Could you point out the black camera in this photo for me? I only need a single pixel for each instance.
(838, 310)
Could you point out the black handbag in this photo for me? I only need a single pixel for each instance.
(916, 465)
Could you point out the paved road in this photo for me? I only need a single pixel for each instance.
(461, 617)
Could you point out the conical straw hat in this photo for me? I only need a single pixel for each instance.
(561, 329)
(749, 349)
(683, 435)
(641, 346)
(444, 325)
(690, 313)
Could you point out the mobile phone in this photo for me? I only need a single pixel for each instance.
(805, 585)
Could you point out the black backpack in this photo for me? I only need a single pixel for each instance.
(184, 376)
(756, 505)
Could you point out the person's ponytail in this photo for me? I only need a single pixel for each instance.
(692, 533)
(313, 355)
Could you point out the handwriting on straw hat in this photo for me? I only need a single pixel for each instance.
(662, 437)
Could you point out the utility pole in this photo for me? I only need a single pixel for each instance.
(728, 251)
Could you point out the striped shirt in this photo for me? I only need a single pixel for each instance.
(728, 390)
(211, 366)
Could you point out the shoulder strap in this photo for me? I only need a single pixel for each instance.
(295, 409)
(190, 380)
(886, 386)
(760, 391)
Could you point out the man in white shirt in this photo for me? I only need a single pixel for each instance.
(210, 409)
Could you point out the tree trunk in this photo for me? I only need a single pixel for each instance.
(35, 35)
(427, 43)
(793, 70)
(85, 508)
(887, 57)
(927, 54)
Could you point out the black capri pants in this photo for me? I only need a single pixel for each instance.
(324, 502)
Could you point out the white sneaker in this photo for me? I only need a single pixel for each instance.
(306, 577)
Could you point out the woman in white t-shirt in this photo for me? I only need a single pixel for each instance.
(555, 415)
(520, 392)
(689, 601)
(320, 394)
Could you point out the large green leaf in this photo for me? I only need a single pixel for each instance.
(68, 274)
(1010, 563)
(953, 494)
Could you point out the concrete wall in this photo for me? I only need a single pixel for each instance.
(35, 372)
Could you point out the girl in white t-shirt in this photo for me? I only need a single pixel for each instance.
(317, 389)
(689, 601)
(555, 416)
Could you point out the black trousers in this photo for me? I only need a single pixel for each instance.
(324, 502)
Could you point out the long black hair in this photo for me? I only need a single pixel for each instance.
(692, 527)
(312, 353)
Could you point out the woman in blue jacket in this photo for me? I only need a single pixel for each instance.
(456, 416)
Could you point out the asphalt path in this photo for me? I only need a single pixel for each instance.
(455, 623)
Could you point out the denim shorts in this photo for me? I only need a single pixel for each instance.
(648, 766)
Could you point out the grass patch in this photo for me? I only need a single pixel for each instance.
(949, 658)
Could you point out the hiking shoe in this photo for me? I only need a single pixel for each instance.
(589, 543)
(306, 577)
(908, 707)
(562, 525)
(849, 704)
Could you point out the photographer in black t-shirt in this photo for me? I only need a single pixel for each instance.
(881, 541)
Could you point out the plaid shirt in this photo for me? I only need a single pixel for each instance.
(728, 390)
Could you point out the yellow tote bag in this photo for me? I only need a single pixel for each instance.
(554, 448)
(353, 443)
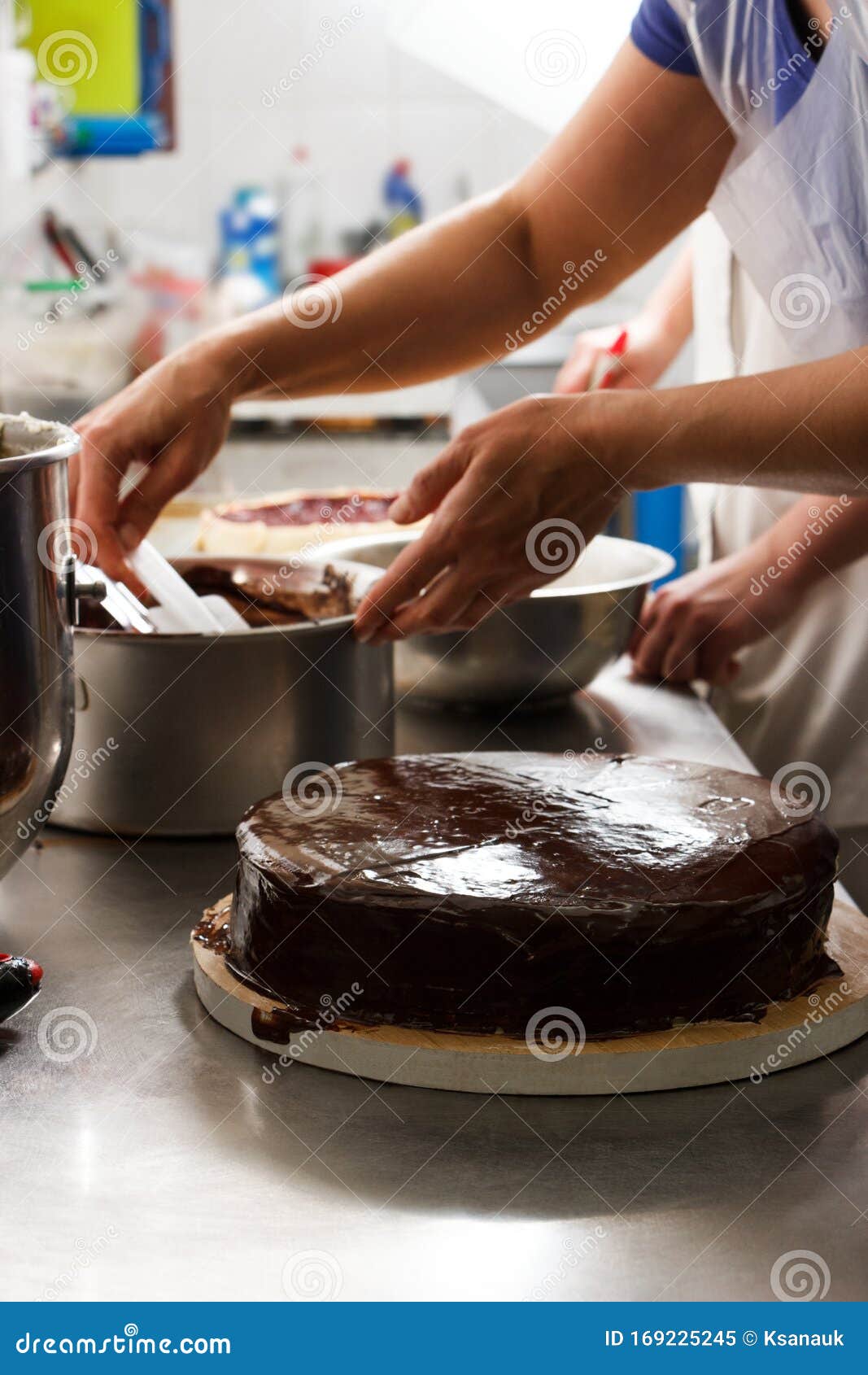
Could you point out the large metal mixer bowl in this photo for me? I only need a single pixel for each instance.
(36, 639)
(539, 649)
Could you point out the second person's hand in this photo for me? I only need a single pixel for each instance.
(171, 421)
(515, 500)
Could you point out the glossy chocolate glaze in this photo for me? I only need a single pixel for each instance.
(355, 508)
(472, 891)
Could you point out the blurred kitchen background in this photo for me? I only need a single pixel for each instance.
(167, 164)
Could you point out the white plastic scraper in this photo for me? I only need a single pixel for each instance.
(179, 609)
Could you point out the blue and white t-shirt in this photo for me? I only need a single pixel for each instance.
(661, 35)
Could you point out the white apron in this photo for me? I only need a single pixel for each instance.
(783, 278)
(802, 693)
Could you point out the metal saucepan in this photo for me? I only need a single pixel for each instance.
(539, 649)
(179, 735)
(36, 613)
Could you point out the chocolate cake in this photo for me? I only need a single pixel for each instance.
(472, 891)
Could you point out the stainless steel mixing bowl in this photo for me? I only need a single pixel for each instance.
(539, 649)
(179, 735)
(36, 639)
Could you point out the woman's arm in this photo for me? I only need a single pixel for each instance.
(631, 169)
(696, 625)
(559, 461)
(655, 337)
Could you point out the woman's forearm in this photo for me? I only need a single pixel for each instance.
(439, 300)
(802, 428)
(489, 277)
(672, 303)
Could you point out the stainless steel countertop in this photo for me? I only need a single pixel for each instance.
(159, 1165)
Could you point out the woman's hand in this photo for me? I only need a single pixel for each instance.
(651, 347)
(172, 421)
(515, 500)
(695, 626)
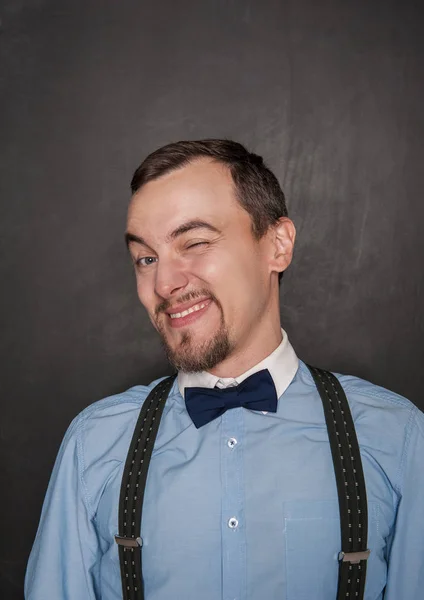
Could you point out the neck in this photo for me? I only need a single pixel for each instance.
(259, 343)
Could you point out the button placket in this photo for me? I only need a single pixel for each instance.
(233, 494)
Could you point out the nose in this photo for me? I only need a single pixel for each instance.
(171, 277)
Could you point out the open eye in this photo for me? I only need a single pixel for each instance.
(145, 261)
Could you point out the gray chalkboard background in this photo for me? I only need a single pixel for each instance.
(330, 92)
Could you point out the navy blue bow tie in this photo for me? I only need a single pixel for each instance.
(256, 392)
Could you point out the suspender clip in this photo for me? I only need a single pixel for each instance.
(128, 542)
(354, 557)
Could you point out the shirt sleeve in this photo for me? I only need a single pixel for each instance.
(65, 553)
(405, 577)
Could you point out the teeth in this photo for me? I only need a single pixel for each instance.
(194, 308)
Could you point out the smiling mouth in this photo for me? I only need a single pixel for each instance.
(190, 315)
(184, 313)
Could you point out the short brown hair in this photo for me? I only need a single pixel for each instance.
(256, 187)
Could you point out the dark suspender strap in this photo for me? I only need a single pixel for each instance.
(350, 485)
(132, 490)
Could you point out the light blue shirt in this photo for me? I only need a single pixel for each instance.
(244, 508)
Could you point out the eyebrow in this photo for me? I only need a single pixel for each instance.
(180, 230)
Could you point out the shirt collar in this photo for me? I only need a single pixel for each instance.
(282, 363)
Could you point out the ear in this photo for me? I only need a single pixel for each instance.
(283, 235)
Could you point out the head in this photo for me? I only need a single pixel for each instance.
(208, 233)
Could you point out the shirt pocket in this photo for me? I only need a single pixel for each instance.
(312, 547)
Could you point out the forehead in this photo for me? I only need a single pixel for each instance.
(203, 189)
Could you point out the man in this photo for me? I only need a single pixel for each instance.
(243, 506)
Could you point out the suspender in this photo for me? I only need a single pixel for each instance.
(347, 467)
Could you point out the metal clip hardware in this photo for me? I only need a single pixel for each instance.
(354, 557)
(128, 542)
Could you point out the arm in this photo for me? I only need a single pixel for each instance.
(405, 577)
(65, 552)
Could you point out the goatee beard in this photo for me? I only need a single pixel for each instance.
(193, 358)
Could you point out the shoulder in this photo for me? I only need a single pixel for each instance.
(361, 391)
(375, 409)
(102, 425)
(122, 403)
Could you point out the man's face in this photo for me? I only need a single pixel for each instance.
(201, 275)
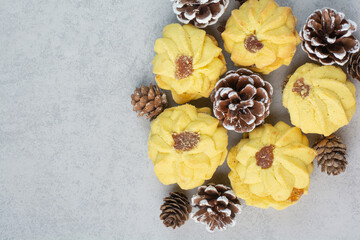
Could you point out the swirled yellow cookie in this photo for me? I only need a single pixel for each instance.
(319, 98)
(271, 166)
(188, 62)
(186, 145)
(261, 35)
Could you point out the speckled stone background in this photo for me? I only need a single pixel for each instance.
(73, 155)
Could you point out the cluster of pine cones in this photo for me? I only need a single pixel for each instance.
(241, 101)
(217, 207)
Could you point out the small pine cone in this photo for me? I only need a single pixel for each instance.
(149, 101)
(200, 13)
(353, 68)
(217, 205)
(331, 154)
(241, 100)
(327, 37)
(175, 210)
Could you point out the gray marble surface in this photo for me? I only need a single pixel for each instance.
(73, 155)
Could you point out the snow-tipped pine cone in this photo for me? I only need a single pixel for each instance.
(200, 13)
(327, 37)
(241, 100)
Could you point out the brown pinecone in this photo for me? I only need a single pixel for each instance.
(327, 37)
(217, 205)
(200, 13)
(149, 101)
(331, 154)
(175, 210)
(283, 85)
(353, 68)
(241, 100)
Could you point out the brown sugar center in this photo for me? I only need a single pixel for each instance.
(301, 88)
(185, 141)
(252, 44)
(265, 157)
(296, 195)
(184, 67)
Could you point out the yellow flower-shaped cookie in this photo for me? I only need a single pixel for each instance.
(261, 35)
(188, 62)
(272, 166)
(319, 98)
(186, 145)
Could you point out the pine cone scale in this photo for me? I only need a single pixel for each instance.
(200, 13)
(241, 100)
(175, 210)
(217, 205)
(353, 68)
(331, 154)
(149, 101)
(327, 37)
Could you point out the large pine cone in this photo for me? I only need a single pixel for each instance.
(331, 154)
(175, 210)
(218, 206)
(200, 13)
(353, 67)
(241, 100)
(327, 37)
(149, 101)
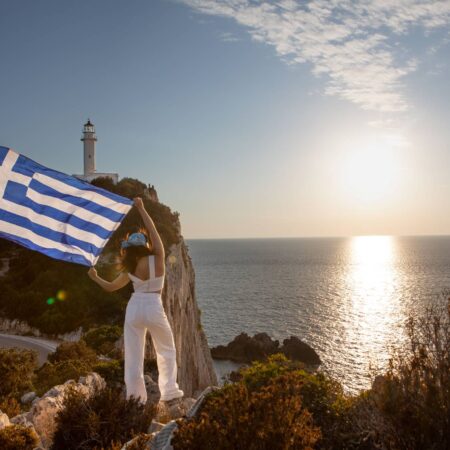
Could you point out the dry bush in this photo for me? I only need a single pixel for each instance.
(236, 418)
(50, 375)
(73, 351)
(10, 406)
(99, 421)
(414, 395)
(16, 371)
(18, 437)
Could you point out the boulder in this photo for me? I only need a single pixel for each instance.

★ ★ ★ ★ ★ ★ ★

If pictures appear, drop them, and retype exactly the lines from the "Could you point out the pine" line through the last line of the data above.

Could you point out the pine cone scale in this photo for me? I only need a single pixel for each instance.
(200, 13)
(241, 100)
(175, 210)
(217, 205)
(353, 68)
(331, 154)
(149, 101)
(327, 37)
Could you point out the large pine cone in this photo for me? I only need a single pixel for each instance.
(331, 154)
(175, 210)
(218, 206)
(200, 13)
(353, 67)
(241, 100)
(327, 37)
(149, 101)
Could you point out the dry bush in this photo for me? I only need a single pixel for each instance.
(236, 418)
(50, 375)
(73, 351)
(10, 406)
(99, 421)
(414, 395)
(16, 371)
(18, 437)
Could you point out the boulder in this photo for me? I only need a single pixel for each instance.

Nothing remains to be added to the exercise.